• Extrait de page

+ + + +

Mais on est revenu aujourd'hui essentiellement à une dette de fonctionnement. Et toute réduction de cet endettement devra passer par une réduction des dépenses publiques, ce que les gouvernements ont beaucoup de mal à mettre en œuvre. Ils se retrouvent donc avec une capacité d'emprunt très bridée. La solution serait de dégager des marges d'emprunt pour financer de l'investissement ou garantir des opérations à long terme.

Bref, s'endetter, oui, à condition de contracter de la bonne dette. Les enjeux de la mutation digitale et de la mutation énergétique nécessitent des financements à long terme dont l'État n'a pas les moyens. Plutôt que d'emprunter pour financer ses opérations courantes, il vaudrait mieux emprunter sur le marché de l'épargne privée pour financer les grands projets liés à l'intelligence artificielle ou à l'énergie nucléaire.

+ + + +

• Série de tâches
a) Selon l'extrait sur la dette publique, pourquoi la capacité d'emprunt des gouvernements est-elle très bridée ? Répondez en une à trois phrases.
b) Rédigez la suite de l'extrait sur la dette publique, en reprenant après sa dernière phrase.
Les données qui viennent après cet extrait forment un document à part, sans lien avec lui.

+ + + +

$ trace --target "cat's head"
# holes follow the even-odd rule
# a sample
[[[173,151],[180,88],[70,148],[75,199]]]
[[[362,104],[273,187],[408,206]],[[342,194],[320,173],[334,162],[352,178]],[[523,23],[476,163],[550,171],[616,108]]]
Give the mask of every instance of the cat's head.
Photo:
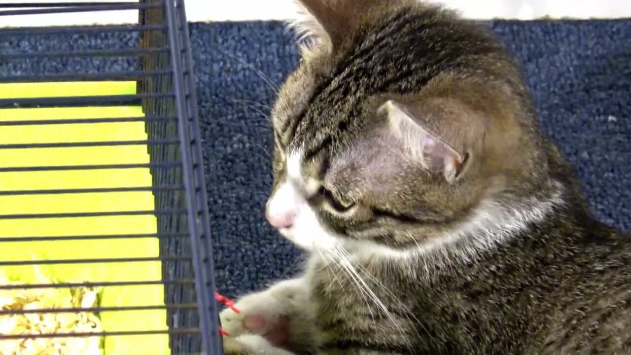
[[[310,40],[271,115],[281,234],[396,253],[545,190],[528,93],[486,31],[414,1],[300,4]]]

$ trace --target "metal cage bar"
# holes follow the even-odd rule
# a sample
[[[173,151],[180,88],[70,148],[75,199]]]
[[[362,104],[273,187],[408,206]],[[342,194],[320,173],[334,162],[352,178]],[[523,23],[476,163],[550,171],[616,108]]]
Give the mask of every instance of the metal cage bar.
[[[0,270],[7,267],[60,265],[74,265],[77,268],[83,267],[82,265],[107,268],[112,265],[127,265],[133,268],[134,265],[143,263],[160,263],[162,265],[162,277],[159,279],[139,275],[133,280],[120,278],[8,284],[0,284],[0,292],[13,290],[27,292],[38,289],[75,289],[80,287],[107,289],[154,286],[162,287],[164,291],[164,302],[161,304],[0,309],[0,317],[162,310],[165,312],[165,323],[168,326],[164,330],[110,328],[102,332],[60,330],[57,333],[0,334],[0,342],[26,339],[88,336],[127,338],[163,334],[168,337],[170,352],[173,354],[223,353],[218,310],[215,297],[216,286],[208,198],[204,177],[193,63],[184,2],[184,0],[139,0],[119,3],[0,4],[0,18],[61,13],[80,16],[81,13],[86,12],[129,10],[138,11],[139,16],[138,23],[133,25],[0,28],[0,37],[8,44],[4,47],[0,44],[0,85],[28,85],[38,82],[72,84],[78,81],[136,83],[134,93],[110,95],[60,92],[45,97],[0,96],[0,109],[92,107],[100,110],[132,106],[139,107],[143,114],[138,116],[108,116],[86,113],[78,116],[44,116],[33,119],[24,119],[19,116],[15,118],[13,116],[8,118],[0,117],[0,134],[3,130],[20,132],[39,129],[37,131],[43,132],[45,129],[73,127],[83,127],[86,129],[93,127],[93,129],[98,130],[104,124],[138,123],[144,126],[146,135],[146,138],[141,139],[98,136],[40,139],[35,135],[32,140],[0,141],[0,179],[4,176],[13,176],[15,179],[23,176],[45,177],[54,180],[55,176],[68,172],[95,176],[107,172],[119,176],[146,169],[150,173],[149,184],[129,183],[110,186],[84,181],[85,183],[80,184],[80,186],[16,185],[6,188],[3,186],[0,188],[0,205],[3,199],[9,202],[19,198],[46,201],[46,199],[71,197],[74,200],[85,201],[81,199],[105,198],[104,196],[114,196],[112,194],[118,194],[116,196],[151,194],[153,201],[153,208],[151,209],[121,207],[111,210],[92,206],[95,208],[88,209],[81,207],[62,211],[46,210],[37,203],[31,203],[27,209],[16,211],[0,209],[0,229],[3,223],[26,226],[46,220],[71,223],[95,218],[151,217],[155,219],[156,224],[155,231],[146,232],[135,230],[119,232],[95,231],[93,234],[90,234],[61,231],[47,234],[28,232],[3,234],[3,231],[0,230],[0,250],[23,248],[28,245],[23,244],[25,243],[38,243],[41,248],[59,248],[66,243],[119,243],[144,240],[156,241],[159,245],[159,253],[154,256],[134,256],[129,253],[112,256],[77,255],[45,259],[0,258]],[[109,45],[102,47],[92,45],[95,39],[101,39],[99,40],[106,42]],[[68,48],[60,48],[49,45],[47,41],[72,45]],[[25,43],[28,44],[25,49],[20,45]],[[107,155],[122,151],[117,150],[139,148],[146,150],[148,161],[129,161],[124,156],[117,155],[103,161],[74,159],[62,159],[52,162],[44,160],[33,164],[20,164],[13,160],[4,164],[2,161],[3,157],[20,154],[30,156],[33,152],[50,156],[59,154],[71,156],[71,152],[74,151],[69,150],[110,150],[102,151],[103,155]]]

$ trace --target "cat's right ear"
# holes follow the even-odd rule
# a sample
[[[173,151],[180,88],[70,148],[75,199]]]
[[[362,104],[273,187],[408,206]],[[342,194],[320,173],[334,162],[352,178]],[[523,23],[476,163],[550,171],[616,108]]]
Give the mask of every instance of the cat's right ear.
[[[339,0],[294,0],[298,16],[290,23],[302,37],[314,37],[323,44],[334,47],[351,21],[351,11]]]
[[[463,124],[456,115],[442,109],[451,104],[389,100],[379,109],[387,117],[388,140],[394,138],[394,144],[448,182],[458,178],[467,164],[467,147],[475,139],[470,132],[476,130],[470,121]]]

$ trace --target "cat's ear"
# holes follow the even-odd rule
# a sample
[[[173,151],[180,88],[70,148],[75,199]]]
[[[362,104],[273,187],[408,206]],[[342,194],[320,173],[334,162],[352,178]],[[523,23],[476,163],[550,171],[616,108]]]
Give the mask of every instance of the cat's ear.
[[[298,6],[297,18],[290,23],[301,37],[314,36],[318,40],[334,45],[343,36],[345,26],[350,24],[348,6],[340,0],[294,0]]]
[[[453,140],[454,135],[449,134],[449,129],[439,126],[448,123],[441,123],[440,117],[433,116],[427,105],[391,100],[384,104],[379,111],[387,116],[386,131],[390,136],[418,159],[424,168],[442,173],[449,182],[460,176],[467,162],[467,154],[454,147],[453,143],[447,142],[445,138]]]

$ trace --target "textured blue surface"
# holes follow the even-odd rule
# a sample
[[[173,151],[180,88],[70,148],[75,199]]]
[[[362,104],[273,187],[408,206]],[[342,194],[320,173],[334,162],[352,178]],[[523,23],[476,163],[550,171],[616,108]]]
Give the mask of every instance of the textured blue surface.
[[[522,66],[541,126],[576,167],[592,210],[631,231],[631,20],[489,23]],[[193,23],[217,286],[234,296],[298,269],[298,253],[264,221],[271,184],[266,117],[297,63],[277,22]],[[0,52],[121,48],[129,34],[0,40]],[[0,62],[0,76],[116,71],[131,59]],[[264,77],[265,78],[264,79]]]

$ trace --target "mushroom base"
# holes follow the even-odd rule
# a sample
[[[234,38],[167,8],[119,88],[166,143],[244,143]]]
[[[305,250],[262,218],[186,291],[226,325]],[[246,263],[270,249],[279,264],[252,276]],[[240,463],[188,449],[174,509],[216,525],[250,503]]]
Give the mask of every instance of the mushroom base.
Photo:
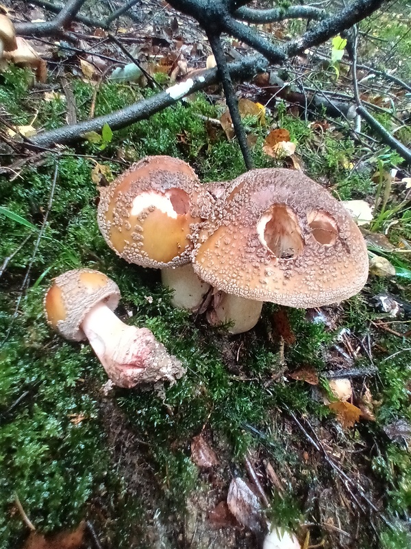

+ + + +

• Résultats
a) La dette est aujourd'hui surtout une dette de fonctionnement, et la réduire suppose de baisser les dépenses publiques. Or les gouvernements ont beaucoup de mal à mettre en œuvre cette baisse.

b)
La France est aujourd'hui bloquée dans une situation paradoxale. Elle emprunte beaucoup d'argent pour financer la vie quotidienne. Sa capacité d'augmenter la pression fiscale est nulle ou presque. En revanche, les Français ont une épargne colossale de près de 6 000 milliards d'euros, liquide ou réalisable à court terme. Les Français, qui ont peur de l'avenir, l'utilisent comme épargne de précaution ; elle ne sert donc à rien, sauf à garantir en quelque sorte des emprunts d'État de fonctionnement qui eux ne financent pas l'avenir.